+++ Text shown
In United States v. Watson, 423 U.S. 411, 96 S.Ct. 820, 46 L.Ed.2d 598 (1976) and United States v. Santana, 427 U.S. 38, 96 S.Ct. 2406, 49 L.Ed.2d 300 (1976) the Supreme Court concluded that the Fourth Amendment does not bar the police from making a warrantless arrest in a public place provided there is probable cause. The Court, however, specifically reserved judgment on the question of whether and under what circumstances the police may enter a suspect's dwelling to effect a warrantless arrest. United States v. Watson, supra, 423 U.S. at 418, n. 6, 96 S.Ct. 820. Nevertheless, in view of the similarity between the issues, a brief review of Watson and Santana is in order.
++++++
+++ Raw data
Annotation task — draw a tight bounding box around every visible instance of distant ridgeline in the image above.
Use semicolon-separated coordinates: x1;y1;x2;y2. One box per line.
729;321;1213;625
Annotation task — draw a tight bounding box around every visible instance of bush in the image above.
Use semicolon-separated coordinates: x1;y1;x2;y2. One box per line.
++++++
+++ Raw data
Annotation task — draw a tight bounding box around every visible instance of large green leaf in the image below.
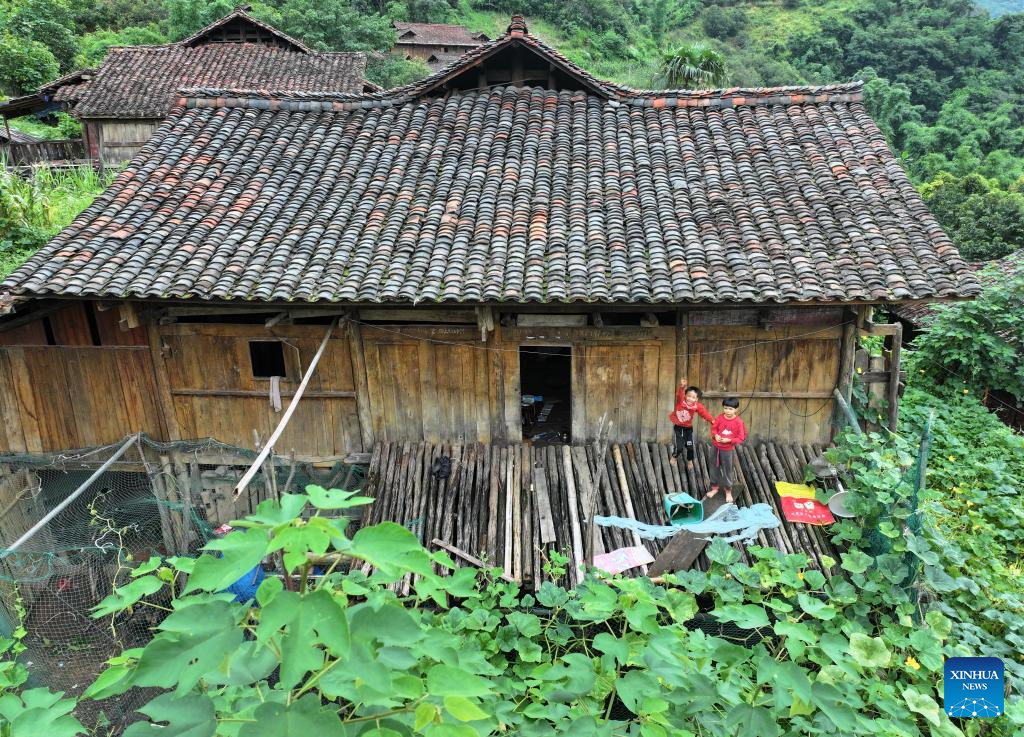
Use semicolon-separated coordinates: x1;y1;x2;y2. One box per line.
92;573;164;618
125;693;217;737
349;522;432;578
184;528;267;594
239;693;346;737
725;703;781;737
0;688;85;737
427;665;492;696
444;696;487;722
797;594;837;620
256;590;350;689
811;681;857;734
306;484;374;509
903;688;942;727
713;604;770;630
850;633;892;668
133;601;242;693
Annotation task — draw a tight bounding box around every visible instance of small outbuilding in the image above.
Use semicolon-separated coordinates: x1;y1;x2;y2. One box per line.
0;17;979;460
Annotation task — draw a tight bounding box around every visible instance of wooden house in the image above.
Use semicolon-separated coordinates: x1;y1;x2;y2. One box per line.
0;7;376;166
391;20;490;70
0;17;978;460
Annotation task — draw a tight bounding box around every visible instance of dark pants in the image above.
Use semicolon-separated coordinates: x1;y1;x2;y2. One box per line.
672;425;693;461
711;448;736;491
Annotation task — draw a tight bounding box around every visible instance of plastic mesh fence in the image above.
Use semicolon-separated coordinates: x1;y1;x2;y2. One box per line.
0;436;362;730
++++++
The tasks =
1 – Duplicate the part of the warrantless-arrest passage that opens with the words containing "In United States" and closes with "is in order.".
2 – In the warrantless-arrest passage, list every reporter citation given for United States v. Santana.

Responses in order =
1 –
In United States v. Watson, 423 U.S. 411, 96 S.Ct. 820, 46 L.Ed.2d 598 (1976) and United States v. Santana, 427 U.S. 38, 96 S.Ct. 2406, 49 L.Ed.2d 300 (1976) the Supreme Court concluded that the Fourth Amendment does not bar the police from making a warrantless arrest in a public place provided there is probable cause. The Court, however, specifically reserved judgment on the question of whether and under what circumstances the police may enter a suspect's dwelling to effect a warrantless arrest. United States v. Watson, supra, 423 U.S. at 418, n. 6, 96 S.Ct. 820. Nevertheless, in view of the similarity between the issues, a brief review of Watson and Santana is in order.

2 –
427 U.S. 38
96 S.Ct. 2406
49 L.Ed.2d 300